→ **How to complete this task**
Between the line containing "find me the paved plaza" and the line containing "find me the beijing" lies a run of lines; give that run again exactly, with both of those lines, and nothing else from the entries below.

→ **Input**
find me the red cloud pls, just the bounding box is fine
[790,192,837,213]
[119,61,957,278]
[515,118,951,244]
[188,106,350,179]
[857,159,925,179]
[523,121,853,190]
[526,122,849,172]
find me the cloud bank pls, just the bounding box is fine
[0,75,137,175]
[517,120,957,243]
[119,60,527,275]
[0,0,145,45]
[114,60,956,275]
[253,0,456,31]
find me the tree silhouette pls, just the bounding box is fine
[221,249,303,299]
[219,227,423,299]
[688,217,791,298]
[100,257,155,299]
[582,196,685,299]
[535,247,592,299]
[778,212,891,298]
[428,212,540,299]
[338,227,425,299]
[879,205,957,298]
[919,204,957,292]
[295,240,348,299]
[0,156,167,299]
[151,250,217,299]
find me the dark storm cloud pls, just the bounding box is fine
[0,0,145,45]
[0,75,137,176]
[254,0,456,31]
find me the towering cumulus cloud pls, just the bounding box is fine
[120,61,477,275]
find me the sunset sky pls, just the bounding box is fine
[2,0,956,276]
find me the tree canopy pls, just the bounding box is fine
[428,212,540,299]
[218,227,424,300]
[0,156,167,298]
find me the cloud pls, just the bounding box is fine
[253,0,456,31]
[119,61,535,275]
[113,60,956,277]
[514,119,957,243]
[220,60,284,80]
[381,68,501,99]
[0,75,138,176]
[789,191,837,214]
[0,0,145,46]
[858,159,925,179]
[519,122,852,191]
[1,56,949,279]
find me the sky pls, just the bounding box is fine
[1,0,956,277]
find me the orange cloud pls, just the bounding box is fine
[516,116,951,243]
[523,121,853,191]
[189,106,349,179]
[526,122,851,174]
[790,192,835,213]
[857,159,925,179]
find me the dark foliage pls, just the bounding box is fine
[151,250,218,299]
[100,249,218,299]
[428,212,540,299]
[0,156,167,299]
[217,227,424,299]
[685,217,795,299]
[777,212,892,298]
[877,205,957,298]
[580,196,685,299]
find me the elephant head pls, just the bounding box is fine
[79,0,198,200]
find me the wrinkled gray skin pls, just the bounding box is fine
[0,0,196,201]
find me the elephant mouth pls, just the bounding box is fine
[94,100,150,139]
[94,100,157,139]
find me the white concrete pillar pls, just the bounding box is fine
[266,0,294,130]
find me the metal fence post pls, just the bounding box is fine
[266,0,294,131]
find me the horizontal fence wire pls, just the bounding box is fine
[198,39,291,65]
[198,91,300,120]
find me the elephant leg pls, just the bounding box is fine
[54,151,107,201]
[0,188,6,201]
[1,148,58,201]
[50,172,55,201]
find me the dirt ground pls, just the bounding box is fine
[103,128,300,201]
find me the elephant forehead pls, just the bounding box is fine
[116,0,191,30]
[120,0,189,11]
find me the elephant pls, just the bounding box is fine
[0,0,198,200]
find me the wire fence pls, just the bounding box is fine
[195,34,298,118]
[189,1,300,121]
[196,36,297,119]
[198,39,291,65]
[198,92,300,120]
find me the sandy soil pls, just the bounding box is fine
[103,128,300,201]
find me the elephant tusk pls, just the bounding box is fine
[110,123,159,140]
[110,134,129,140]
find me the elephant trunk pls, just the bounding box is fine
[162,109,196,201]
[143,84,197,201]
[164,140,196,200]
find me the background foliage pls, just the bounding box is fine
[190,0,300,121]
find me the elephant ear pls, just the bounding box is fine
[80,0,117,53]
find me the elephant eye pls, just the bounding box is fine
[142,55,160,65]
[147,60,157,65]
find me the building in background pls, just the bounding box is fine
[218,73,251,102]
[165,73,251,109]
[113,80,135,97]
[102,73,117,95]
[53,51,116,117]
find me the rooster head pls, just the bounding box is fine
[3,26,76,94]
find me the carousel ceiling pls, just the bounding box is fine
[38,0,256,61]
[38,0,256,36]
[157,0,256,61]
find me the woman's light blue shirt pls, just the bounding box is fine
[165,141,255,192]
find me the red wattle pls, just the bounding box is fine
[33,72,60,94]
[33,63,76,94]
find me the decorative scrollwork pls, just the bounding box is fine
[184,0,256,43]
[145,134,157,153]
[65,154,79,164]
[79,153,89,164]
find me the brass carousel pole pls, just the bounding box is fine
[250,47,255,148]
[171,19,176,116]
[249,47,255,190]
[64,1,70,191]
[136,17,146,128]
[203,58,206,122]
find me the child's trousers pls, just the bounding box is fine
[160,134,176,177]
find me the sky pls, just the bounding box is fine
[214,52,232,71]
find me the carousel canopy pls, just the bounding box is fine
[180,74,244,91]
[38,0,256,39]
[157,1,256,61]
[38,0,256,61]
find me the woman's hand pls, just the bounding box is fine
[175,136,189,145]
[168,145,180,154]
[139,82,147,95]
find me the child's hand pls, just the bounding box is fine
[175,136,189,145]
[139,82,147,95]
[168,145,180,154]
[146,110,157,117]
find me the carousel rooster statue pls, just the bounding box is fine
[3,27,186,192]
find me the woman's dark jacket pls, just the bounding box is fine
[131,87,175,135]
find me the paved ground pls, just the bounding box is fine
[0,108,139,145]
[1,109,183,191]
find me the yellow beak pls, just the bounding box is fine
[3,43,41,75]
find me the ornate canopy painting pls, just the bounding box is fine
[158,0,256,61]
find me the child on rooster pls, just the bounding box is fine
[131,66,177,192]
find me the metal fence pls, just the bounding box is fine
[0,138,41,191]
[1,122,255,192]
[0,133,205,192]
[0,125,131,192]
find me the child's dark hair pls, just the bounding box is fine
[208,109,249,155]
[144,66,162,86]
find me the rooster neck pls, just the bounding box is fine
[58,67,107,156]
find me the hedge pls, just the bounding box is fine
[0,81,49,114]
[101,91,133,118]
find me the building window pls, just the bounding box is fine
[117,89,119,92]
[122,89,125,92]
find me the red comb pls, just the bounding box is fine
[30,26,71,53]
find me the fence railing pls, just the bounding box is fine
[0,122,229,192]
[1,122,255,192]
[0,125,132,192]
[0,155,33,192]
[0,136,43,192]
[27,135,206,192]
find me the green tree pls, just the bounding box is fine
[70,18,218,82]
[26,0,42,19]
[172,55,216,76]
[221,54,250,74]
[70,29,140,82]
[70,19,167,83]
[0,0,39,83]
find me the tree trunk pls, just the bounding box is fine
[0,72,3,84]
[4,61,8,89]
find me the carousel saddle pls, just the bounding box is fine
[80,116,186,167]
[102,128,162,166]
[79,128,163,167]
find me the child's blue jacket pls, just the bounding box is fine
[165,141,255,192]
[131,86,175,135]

---

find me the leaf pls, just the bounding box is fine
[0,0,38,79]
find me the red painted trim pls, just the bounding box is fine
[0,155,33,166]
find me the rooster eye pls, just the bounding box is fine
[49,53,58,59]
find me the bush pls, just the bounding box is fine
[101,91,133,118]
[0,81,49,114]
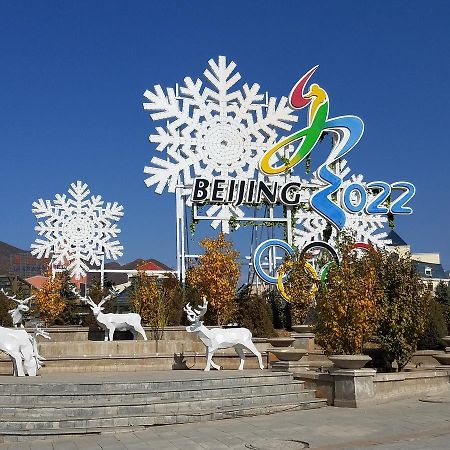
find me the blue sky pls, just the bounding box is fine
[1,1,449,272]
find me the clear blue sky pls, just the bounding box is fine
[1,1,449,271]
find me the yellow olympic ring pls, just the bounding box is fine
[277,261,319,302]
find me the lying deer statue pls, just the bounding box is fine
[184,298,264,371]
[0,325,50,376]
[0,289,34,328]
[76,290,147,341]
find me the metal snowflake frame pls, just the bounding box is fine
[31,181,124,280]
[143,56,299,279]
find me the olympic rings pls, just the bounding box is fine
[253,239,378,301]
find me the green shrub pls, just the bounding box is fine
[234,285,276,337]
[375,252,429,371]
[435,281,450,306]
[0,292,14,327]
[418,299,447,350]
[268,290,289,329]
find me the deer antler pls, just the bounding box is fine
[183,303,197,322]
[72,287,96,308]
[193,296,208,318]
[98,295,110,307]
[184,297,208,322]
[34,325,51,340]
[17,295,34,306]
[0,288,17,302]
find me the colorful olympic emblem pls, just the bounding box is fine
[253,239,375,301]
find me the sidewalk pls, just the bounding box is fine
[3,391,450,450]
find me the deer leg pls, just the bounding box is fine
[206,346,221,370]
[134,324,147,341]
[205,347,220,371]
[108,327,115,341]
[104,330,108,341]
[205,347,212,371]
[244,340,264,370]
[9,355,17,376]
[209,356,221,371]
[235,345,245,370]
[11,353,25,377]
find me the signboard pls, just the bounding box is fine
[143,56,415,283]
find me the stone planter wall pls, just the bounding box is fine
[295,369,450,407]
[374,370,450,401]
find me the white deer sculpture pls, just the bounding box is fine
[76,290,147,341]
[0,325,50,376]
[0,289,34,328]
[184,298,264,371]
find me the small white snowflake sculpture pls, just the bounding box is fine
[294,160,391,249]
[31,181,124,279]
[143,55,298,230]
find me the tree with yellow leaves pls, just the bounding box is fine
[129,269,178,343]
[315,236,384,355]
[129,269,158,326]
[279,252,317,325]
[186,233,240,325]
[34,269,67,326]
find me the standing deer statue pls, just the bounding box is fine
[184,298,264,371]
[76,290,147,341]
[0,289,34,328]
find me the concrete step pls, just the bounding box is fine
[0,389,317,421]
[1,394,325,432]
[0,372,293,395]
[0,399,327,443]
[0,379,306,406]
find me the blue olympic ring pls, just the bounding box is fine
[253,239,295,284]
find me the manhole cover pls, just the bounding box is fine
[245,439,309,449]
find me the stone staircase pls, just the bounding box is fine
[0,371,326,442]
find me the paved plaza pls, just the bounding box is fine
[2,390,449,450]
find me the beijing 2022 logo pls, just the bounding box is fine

...

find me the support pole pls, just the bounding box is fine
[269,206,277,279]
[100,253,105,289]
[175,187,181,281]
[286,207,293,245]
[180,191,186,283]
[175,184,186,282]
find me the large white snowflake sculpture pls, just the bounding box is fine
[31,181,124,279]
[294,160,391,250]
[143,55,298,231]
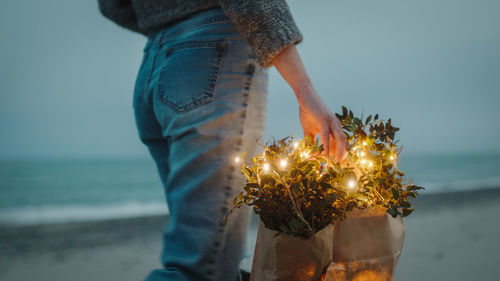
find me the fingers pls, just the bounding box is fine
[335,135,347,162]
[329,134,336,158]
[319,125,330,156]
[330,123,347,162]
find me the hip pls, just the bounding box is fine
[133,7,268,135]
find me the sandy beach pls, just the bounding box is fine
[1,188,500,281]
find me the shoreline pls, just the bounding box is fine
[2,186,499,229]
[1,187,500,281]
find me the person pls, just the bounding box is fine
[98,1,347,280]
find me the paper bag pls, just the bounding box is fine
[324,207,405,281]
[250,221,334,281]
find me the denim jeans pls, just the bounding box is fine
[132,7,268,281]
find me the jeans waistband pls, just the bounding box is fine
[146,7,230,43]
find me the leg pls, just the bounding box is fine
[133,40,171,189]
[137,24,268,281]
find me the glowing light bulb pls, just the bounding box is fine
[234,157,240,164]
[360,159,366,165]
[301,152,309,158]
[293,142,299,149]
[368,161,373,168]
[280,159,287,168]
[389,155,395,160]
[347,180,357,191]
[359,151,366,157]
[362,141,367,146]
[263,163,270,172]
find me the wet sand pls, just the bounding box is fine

→ **Solution to this exercise**
find me the paved plaza pls, just the bounding box is fine
[2,390,449,450]
find me the beijing 2022 logo pls, just the bounding box is fine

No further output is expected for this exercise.